Exercise materials »
-------------------------
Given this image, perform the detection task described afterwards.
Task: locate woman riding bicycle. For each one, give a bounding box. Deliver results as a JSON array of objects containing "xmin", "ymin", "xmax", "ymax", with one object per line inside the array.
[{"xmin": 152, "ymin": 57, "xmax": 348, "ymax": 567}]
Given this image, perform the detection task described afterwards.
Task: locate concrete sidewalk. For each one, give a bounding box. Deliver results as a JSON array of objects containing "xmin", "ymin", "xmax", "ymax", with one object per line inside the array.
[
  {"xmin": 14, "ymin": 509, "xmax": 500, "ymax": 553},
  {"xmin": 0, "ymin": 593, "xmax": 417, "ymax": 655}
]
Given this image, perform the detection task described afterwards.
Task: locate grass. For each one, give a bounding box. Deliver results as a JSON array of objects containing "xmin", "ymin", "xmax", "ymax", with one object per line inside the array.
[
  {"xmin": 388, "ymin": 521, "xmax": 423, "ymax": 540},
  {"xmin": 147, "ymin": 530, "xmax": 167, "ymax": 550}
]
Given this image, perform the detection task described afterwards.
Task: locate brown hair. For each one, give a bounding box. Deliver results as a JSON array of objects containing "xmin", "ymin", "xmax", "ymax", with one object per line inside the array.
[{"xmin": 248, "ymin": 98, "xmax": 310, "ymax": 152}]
-------------------------
Exercise aim » Please copy out the material above, renaming every "bounding box" to "rectangle" and keeping everything else the same.

Reply »
Given this image, perform the detection task described afterwards.
Task: locate woman riding bicycle. For each one, give a rectangle. Deliver results as a JSON array of objects containing "xmin", "ymin", "xmax", "ymax", with one object per line inside the array.
[{"xmin": 152, "ymin": 57, "xmax": 348, "ymax": 567}]
Given this image, perform the detection task described afterwards.
Task: locate concrete sidewalk. For each one, give a rectangle. Deliver results as a JSON array of objects containing "xmin", "ymin", "xmax", "ymax", with one object per line inside the array.
[
  {"xmin": 14, "ymin": 509, "xmax": 500, "ymax": 553},
  {"xmin": 0, "ymin": 593, "xmax": 417, "ymax": 655}
]
Given this image, perform the detection task described afterwards.
Task: locate grass. For each one, give a rectangle. Deliver results as a JSON array of objects containing "xmin", "ymin", "xmax", "ymax", with one object per line inside the array.
[
  {"xmin": 388, "ymin": 521, "xmax": 423, "ymax": 540},
  {"xmin": 147, "ymin": 530, "xmax": 167, "ymax": 550}
]
Given this image, perform the detection task described afterwards.
Task: locate brown hair. For each one, give a rectangle. Deliver results as a JSON array of objects containing "xmin", "ymin", "xmax", "ymax", with one object per line inside the array.
[{"xmin": 248, "ymin": 98, "xmax": 310, "ymax": 152}]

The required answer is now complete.